(Source records)
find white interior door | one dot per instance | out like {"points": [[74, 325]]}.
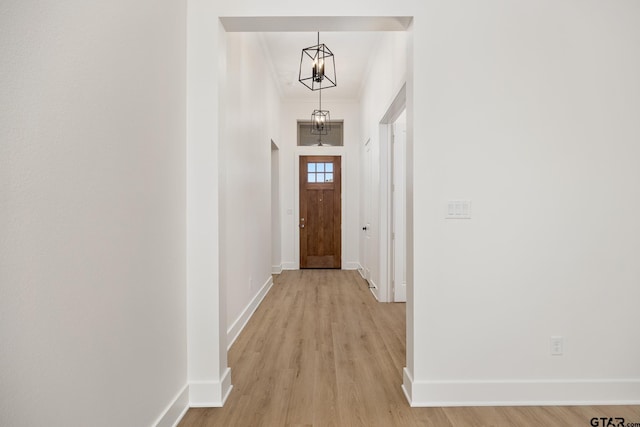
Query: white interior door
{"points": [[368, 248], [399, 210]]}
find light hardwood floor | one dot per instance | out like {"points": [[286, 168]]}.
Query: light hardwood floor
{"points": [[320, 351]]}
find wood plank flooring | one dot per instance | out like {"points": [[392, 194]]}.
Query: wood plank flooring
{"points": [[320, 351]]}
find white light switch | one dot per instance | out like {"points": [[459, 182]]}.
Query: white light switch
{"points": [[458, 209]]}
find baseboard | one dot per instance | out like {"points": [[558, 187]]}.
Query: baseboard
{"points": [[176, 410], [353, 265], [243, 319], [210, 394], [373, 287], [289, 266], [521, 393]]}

--

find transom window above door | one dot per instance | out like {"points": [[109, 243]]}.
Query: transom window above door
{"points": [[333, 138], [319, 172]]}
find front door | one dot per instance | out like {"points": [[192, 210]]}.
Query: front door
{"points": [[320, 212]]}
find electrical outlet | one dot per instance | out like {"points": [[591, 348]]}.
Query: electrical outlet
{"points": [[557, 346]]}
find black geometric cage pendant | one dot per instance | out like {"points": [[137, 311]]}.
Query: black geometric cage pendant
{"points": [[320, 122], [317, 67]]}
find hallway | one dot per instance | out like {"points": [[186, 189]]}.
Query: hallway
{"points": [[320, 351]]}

→ WHAT IS BEING ASKED: Among the entries, copy every line containing the word "like".

→ WRITTEN ANSWER:
find white interior door | one dot per instance | out like {"points": [[74, 325]]}.
find light hardwood floor | one dot per instance | out like {"points": [[286, 168]]}.
find wood plank flooring | one dot per instance | out like {"points": [[392, 194]]}.
find white light switch | one dot per instance | out like {"points": [[459, 182]]}.
find baseboard | one dot per instance | out like {"points": [[558, 187]]}.
find transom window above door | one dot per instance | out like {"points": [[109, 243]]}.
find front door | one dot per instance | out like {"points": [[192, 210]]}.
find electrical outlet | one dot per instance | out like {"points": [[591, 348]]}.
find black geometric cage pendant | one dot per instance | out like {"points": [[137, 311]]}.
find hallway | one dot per instance | out like {"points": [[186, 189]]}.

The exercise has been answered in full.